Extracted records
⟨
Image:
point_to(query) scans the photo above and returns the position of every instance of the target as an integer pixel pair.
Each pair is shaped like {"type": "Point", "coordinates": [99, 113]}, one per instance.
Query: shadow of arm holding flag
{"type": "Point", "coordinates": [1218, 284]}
⟩
⟨
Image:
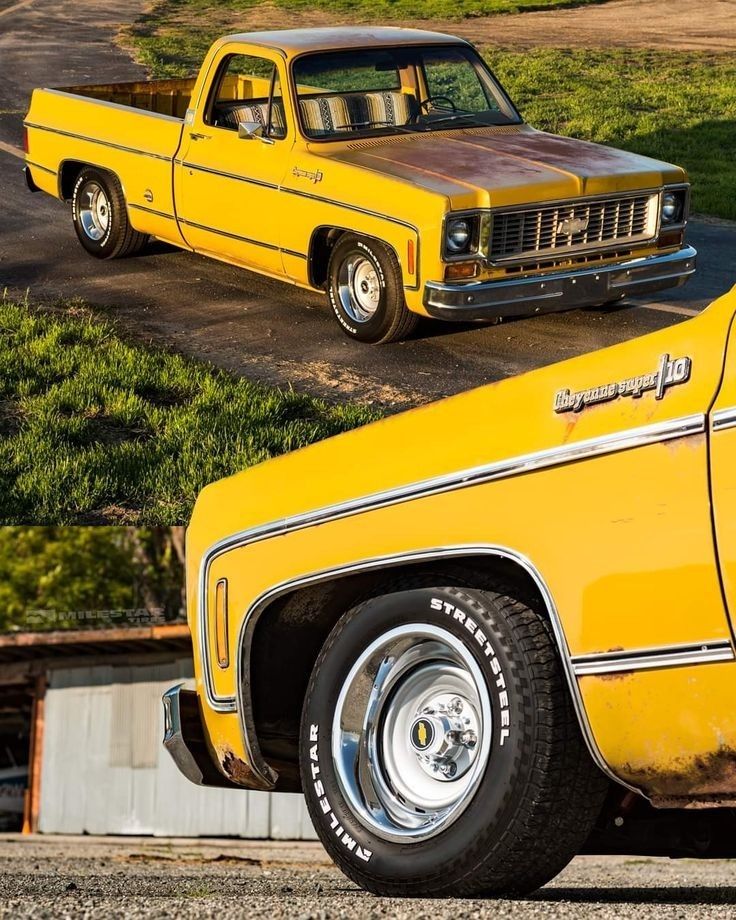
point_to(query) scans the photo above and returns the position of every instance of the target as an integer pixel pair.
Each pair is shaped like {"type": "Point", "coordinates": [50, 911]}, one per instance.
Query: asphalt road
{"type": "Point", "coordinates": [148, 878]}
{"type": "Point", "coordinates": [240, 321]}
⟩
◆ **What is required**
Find all the lines with "Each" in the data and copy them.

◆ **Result**
Each pair is shaped like {"type": "Point", "coordinates": [99, 113]}, one per instance.
Each pair is shaped like {"type": "Point", "coordinates": [50, 911]}, one per instance.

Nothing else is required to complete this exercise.